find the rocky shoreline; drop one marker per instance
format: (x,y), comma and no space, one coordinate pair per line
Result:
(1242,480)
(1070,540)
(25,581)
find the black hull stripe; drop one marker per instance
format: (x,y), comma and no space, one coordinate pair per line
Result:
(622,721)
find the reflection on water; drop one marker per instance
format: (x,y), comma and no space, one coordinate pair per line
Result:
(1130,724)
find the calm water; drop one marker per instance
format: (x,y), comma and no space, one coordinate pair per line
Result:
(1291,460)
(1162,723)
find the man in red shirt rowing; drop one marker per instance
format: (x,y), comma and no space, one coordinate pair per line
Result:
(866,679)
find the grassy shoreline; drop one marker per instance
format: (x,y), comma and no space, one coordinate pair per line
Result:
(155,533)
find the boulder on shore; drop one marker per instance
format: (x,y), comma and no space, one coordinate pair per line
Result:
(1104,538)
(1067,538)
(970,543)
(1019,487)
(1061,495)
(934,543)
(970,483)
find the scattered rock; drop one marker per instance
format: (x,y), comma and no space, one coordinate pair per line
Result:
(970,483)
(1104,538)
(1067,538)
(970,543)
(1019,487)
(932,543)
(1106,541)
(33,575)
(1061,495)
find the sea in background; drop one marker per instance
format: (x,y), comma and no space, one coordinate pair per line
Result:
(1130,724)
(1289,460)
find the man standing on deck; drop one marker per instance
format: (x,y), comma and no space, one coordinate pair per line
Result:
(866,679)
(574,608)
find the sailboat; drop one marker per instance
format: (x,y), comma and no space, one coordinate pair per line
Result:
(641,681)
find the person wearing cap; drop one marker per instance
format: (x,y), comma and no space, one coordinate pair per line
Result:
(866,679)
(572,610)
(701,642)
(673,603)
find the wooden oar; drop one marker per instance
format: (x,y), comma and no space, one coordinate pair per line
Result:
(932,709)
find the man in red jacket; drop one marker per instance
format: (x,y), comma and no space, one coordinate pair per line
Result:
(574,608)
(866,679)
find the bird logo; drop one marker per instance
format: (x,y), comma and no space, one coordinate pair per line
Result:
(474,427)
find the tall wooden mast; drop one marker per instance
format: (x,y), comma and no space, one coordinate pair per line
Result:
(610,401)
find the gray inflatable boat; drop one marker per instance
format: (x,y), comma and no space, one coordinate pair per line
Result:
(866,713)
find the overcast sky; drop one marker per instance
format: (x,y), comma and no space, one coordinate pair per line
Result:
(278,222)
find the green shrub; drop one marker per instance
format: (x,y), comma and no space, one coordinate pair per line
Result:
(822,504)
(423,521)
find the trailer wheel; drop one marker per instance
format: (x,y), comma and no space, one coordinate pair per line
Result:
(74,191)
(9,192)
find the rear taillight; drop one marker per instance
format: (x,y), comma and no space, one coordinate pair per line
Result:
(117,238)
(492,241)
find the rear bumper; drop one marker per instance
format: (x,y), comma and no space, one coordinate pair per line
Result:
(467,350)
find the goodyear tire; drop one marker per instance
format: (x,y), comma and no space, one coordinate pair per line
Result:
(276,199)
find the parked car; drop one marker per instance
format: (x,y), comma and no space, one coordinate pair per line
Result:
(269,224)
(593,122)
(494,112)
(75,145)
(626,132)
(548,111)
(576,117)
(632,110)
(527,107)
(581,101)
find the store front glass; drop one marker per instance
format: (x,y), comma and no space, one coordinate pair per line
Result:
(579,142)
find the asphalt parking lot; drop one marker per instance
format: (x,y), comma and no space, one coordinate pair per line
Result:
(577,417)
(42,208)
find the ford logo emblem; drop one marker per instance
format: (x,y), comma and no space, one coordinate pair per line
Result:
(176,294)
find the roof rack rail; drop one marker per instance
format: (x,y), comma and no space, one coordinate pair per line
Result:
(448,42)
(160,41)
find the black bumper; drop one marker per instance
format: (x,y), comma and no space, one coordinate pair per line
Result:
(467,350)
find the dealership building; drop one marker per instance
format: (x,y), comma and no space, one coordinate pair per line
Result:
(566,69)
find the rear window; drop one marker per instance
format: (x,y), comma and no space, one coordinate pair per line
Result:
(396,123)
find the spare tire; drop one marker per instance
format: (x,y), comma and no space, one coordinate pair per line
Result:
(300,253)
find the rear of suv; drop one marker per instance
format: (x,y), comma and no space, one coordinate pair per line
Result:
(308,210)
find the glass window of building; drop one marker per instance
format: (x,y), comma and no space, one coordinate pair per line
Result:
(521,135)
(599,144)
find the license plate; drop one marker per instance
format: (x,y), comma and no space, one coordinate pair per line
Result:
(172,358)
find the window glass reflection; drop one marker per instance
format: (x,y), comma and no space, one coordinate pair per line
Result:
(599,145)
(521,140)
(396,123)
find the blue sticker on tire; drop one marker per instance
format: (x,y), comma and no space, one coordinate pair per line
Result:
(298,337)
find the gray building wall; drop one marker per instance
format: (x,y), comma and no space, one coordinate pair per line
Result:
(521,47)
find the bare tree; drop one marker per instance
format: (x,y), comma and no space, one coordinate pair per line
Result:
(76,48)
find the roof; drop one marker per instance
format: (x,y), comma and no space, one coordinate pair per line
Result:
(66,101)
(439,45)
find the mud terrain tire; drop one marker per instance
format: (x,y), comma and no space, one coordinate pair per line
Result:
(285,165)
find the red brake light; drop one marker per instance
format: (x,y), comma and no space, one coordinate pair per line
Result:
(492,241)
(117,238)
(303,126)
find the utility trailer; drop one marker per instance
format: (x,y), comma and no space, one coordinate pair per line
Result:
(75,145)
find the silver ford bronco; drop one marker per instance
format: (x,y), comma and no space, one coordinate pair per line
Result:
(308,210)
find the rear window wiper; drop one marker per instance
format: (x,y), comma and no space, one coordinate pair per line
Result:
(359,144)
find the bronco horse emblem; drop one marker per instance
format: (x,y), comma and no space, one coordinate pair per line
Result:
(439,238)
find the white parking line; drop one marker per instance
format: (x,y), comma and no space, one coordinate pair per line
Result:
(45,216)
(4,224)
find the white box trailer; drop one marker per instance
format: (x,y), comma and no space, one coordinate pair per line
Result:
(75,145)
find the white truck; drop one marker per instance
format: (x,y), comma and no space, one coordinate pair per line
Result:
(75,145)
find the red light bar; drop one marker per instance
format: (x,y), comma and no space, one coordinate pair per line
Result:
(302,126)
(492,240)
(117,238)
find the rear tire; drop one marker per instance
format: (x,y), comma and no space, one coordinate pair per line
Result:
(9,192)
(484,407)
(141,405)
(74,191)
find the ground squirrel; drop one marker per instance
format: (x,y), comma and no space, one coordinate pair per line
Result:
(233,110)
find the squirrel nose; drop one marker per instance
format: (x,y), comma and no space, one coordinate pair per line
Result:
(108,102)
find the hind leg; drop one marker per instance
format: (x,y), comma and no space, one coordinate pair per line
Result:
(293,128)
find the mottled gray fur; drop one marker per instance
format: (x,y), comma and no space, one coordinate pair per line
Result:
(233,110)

◇ ◇ ◇ ◇ ◇ ◇ ◇

### WHAT TO PRODUCE
Output, unchanged, the lines from the line with "find the utility" through the final line of the material.

### EXPECTED ANSWER
find the utility trailer; drop one marker per instance
format: (x,y), comma and no space, one coordinate pair per line
Result:
(75,145)
find the silver ford bronco; drop one marker per instance
format: (x,y), comma and no space, one coordinate pair per line
Result:
(308,210)
find the rear window wiper; drop one marker per instance
format: (x,y), comma and no space, one coordinate pair per line
Result:
(359,144)
find the bronco horse emblem; drop one marker per instance
format: (x,y), comma and no space, one coordinate pair per line
Result:
(439,238)
find the white parking line; drop one marker per instance
format: (x,y), comma and no space, one coordinate pair per line
Result:
(45,216)
(4,224)
find the white box trailer; drop one marker per instance
format: (x,y), comma and no space, one coordinate pair per line
Result:
(75,145)
find the white truck; drop one marker per instance
format: (x,y), comma and no space, one coordinate pair per line
Result:
(75,145)
find the red light bar; drop one marker per instance
format: (x,y), comma and no space, one coordinate pair per line
Result:
(302,126)
(492,240)
(117,238)
find the rear tire; drop one marker per instance
format: (x,y), comma and no space, one coordinate pair per line
Result:
(9,192)
(484,407)
(141,405)
(74,191)
find the ground squirrel; drop one marker per instance
format: (x,y), comma and no space, one coordinate pair per line
Result:
(233,110)
find the squirrel nose; drop one marker per instance
format: (x,y), comma and no space, one coordinate pair per line
Result:
(108,102)
find the hind leg; drop one marker per instance
format: (x,y), comma and no space, one coordinate pair per line
Result:
(293,128)
find the mottled gray fur; drop one marker per instance
format: (x,y), comma and no space, one coordinate pair per line
Result:
(233,110)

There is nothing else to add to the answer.